ACTIVITY: Write each entry again exactly as shown, but without the images it holds.

Recorded data:
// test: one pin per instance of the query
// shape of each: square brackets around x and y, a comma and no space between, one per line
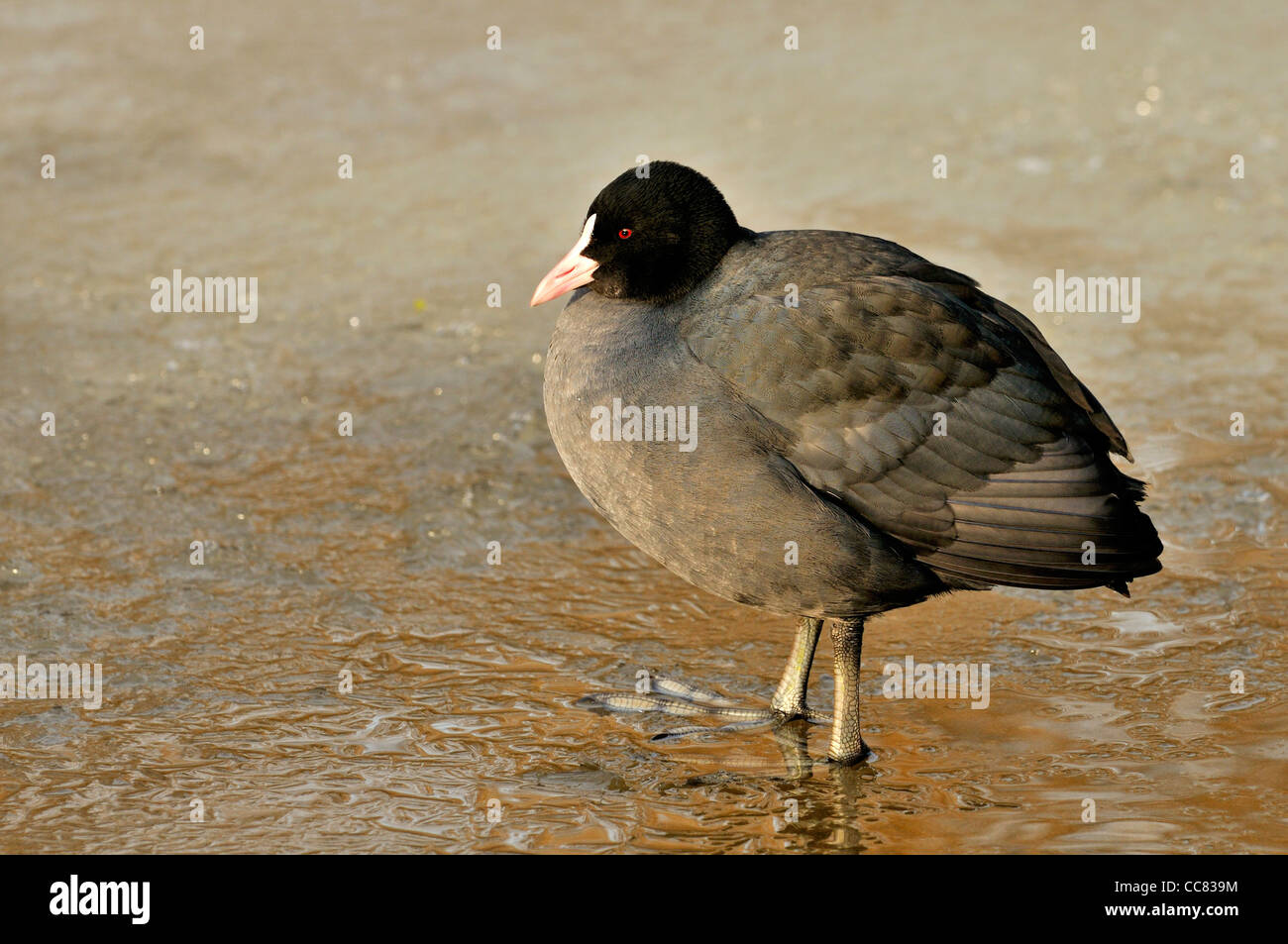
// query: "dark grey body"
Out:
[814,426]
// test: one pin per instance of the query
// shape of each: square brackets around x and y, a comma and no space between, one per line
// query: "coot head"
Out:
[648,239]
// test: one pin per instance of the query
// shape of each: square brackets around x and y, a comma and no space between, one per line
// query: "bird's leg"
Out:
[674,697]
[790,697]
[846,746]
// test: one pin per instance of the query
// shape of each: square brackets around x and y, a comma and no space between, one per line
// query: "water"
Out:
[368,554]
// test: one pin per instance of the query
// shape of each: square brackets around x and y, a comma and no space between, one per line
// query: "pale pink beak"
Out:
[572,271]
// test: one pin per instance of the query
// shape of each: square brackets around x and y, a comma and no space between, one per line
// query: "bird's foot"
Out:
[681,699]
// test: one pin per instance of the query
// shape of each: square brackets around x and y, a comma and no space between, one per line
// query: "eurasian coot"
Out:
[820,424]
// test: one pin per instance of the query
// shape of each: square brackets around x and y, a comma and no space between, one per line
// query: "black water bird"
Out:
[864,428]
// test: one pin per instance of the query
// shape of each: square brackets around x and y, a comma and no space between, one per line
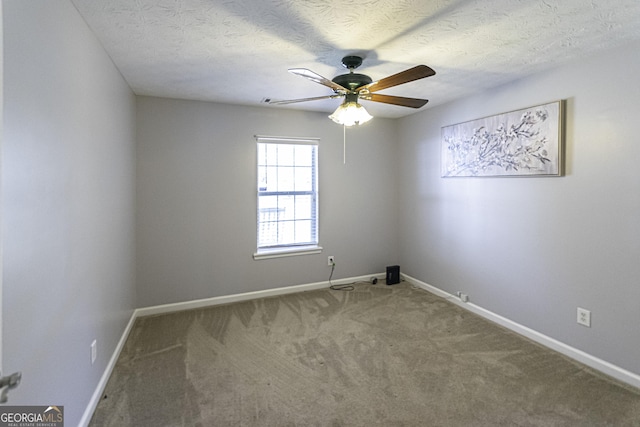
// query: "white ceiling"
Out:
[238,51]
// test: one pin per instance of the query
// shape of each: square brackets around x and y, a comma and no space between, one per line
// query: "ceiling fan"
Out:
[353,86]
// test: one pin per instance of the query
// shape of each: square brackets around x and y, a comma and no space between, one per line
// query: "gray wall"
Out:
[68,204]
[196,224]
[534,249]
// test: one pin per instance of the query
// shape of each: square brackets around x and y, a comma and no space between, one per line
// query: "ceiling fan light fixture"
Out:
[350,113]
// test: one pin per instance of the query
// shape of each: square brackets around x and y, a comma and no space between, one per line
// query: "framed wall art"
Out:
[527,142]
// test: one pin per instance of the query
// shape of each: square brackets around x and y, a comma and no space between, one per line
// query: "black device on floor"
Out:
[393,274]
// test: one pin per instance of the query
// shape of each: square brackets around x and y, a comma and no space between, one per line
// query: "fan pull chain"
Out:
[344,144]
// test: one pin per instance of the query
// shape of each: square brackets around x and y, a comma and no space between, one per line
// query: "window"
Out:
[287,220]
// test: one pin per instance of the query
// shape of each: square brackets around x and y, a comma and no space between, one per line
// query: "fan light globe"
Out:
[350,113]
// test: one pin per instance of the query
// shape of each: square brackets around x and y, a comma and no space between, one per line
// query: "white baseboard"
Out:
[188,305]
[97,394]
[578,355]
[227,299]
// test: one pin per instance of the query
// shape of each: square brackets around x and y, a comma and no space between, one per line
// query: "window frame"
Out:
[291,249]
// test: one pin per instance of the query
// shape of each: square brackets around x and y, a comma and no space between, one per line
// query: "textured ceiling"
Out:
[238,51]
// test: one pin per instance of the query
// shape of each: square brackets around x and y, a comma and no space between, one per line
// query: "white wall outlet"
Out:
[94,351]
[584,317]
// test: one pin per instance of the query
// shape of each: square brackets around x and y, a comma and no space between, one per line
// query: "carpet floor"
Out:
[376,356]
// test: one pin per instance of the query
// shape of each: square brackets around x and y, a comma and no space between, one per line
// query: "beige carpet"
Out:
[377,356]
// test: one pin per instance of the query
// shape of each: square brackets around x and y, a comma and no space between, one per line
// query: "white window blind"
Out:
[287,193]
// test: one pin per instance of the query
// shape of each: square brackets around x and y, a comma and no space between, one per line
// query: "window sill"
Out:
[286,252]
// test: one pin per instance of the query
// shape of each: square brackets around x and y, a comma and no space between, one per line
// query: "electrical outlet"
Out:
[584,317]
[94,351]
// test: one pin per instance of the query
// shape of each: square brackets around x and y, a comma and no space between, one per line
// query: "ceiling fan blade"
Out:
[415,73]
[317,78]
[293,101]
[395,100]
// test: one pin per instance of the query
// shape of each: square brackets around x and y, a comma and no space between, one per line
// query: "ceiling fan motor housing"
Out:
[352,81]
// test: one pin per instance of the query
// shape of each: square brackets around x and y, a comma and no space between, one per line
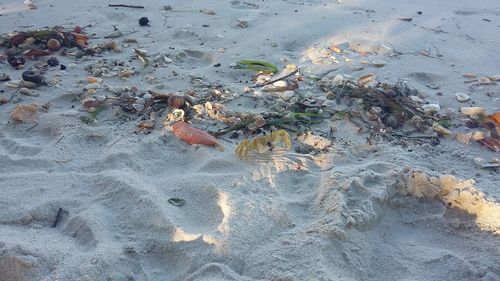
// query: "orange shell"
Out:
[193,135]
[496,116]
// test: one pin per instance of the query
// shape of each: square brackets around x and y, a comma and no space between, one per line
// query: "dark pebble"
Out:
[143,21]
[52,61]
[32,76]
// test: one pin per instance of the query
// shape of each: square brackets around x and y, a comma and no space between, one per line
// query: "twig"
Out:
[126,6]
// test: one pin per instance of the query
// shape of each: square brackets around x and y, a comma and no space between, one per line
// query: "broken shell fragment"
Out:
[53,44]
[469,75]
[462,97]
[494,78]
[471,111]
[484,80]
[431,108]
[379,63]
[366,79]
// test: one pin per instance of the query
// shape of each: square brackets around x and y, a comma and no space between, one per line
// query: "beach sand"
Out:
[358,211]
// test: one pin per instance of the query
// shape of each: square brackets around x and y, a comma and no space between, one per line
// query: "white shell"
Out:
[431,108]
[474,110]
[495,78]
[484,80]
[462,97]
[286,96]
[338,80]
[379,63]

EXERCISE ANSWER:
// test: one pin per instance of the query
// shape of each: square brackets around x and y, a comma and no space between, one per line
// query: "dark grey body"
Out:
[814,426]
// test: one pin per instance of the query
// shape of each: square brackets around x and y, a comma and no space between, one per line
// query: "coot head"
Out:
[648,239]
// test: one pin per instance of the query
// shape of each: square brackets around x and y, a comma and no space between, one per line
// query: "bird's leg"
Out:
[674,697]
[790,697]
[846,746]
// test: one pin per instance of the query
// shape of each: square brackets around x and y, a comma and no space between, one per line
// query: "water"
Out:
[368,554]
// test: one pin per instance of the query
// shape of each: square brackets around x and y, a comma and no space between, one per line
// query: "pale pink beak"
Out:
[572,271]
// test: one pin per instance of the query
// shape of each: square brackets around x and y, a comma and no space between, one per line
// query: "bird's foot"
Out:
[681,699]
// test: one pin per instance of the query
// shape of each: square brackets around x and y, a comma and no space between, one per line
// query: "eurasian coot"
Out:
[820,424]
// test: one pin per instance of the query
// shape of each: square brackets around x and y, a comma and no space between, one per line
// query: "black water bird"
Out:
[864,428]
// test: one pin per instance of the query
// shape of each: square brackets around x and y, a comma and no space between, one per line
// query: "white ceiling"
Out:
[238,51]
// test: one pin per instance of the query
// shape of each: square brackets around x and y, a comma and no space between, one per line
// query: "ceiling fan"
Out:
[353,86]
// test: one pin per instance of the query
// shape of each: square brackets around x and y, a comma and no space between, one per line
// query: "gray wall"
Out:
[68,204]
[196,224]
[534,249]
// test: one pin per instance of the query
// shape of each: square brackets around x and y, a comma and no space between, one per line
// query: "ceiling fan light fixture"
Out:
[350,113]
// test: one pin per instance of the query
// shape of each: square brackets around x and y, a comma and no space between, one per line
// query: "framed wall art"
Out:
[527,142]
// test: one pin per instance of the query
// shape of each: square brackets around x and y, a comma and no space between, one per line
// query: "black device on floor"
Out:
[393,274]
// test: one pin per instance of the query
// shape of each: square brackets around x and y, a comma and no space between, one per line
// query: "fan pull chain"
Out:
[344,144]
// test: one pin per instance of the query
// shape of each: square brackets around x and y, a comma and no space between, one per line
// query: "window"
Out:
[287,220]
// test: one pin per instance of the query
// shape of each: square brackets around x and y, a comma and no space between, one per line
// query: "fan light globe"
Out:
[350,113]
// test: one pin per instance of the query
// shape of each: square brackets around x and y, a comma and no space between, one per line
// query: "white baseboard"
Out:
[188,305]
[97,394]
[578,355]
[227,299]
// test: one pin per instance of the query
// shape of each: square brackets around x and y, a comma and no space between, one per line
// query: "window frame"
Out:
[291,249]
// test: one pin per instance of the query
// shape of each: square brackets around x and y, a comma and no space between, one per line
// query: "textured ceiling"
Out:
[238,51]
// test: one pin per instance of the query
// shape of each: square brackets around x and y, a comma and no space between, one per line
// query: "white wall outlet"
Out:
[94,351]
[584,317]
// test: one pin per instance of the query
// shape of each: square brackets around x and y, a comma and no space between, one per line
// query: "carpet floor"
Out:
[376,356]
// test: one pin per instance of the query
// shape of each: square brackets around x and y, a comma and no space between, one per line
// query: "beige carpet"
Out:
[377,356]
// test: one pin per instance of the query
// shape of each: square brackets around x and y, a comma and no space between, one per line
// query: "white window blind"
Out:
[287,193]
// test: one pin per instance of the query
// shape of each: square brackets around x and y, a comma and no space between, one per line
// query: "window sill"
Out:
[286,252]
// test: one pin per instance of the query
// shape of each: square brackets around x and y, a comma and no space between, one per line
// query: "electrical outlet"
Out:
[584,317]
[94,351]
// test: one pin per instance of the query
// shape of each: square brackets around x and y, a comma and no space between, one per line
// query: "ceiling fan blade"
Out:
[415,73]
[317,78]
[293,101]
[395,100]
// test: one pin per instance of the query
// shape of each: square brackets around x and y, a comma and no space between, one per line
// query: "ceiling fan motor housing"
Out:
[352,81]
// test: one pin per instance of the query
// shape of each: square brackets around x and y, a comma and no space between, one per line
// query: "orange shell"
Out:
[193,135]
[496,116]
// test: one pin per instance of the query
// shape of each: square brackets around x and y, a comma and no space between, one per line
// query: "dark pebble"
Out:
[143,21]
[52,61]
[32,76]
// test: one pin per instance of the query
// shape of each: square brackets around x and y, a comma and no space between, one per line
// query: "twig"
Out:
[126,6]
// test: one pin per instance of the query
// shape of each: square brackets around x and y, a comma and no space between, one per line
// query: "broken shell fragment"
Out:
[53,44]
[469,75]
[462,97]
[494,78]
[471,111]
[484,80]
[431,108]
[379,63]
[366,79]
// test: one pin per instance of the query
// shape of each: square brackets around x and y, a comma and no space between, one per line
// query: "beach sand"
Out:
[358,211]
// test: one pin per instance of the query
// shape of each: square brackets around x and y, a comma and no space between, one per line
// query: "white shell"
Out:
[431,108]
[474,110]
[495,78]
[484,80]
[462,97]
[286,96]
[338,80]
[379,63]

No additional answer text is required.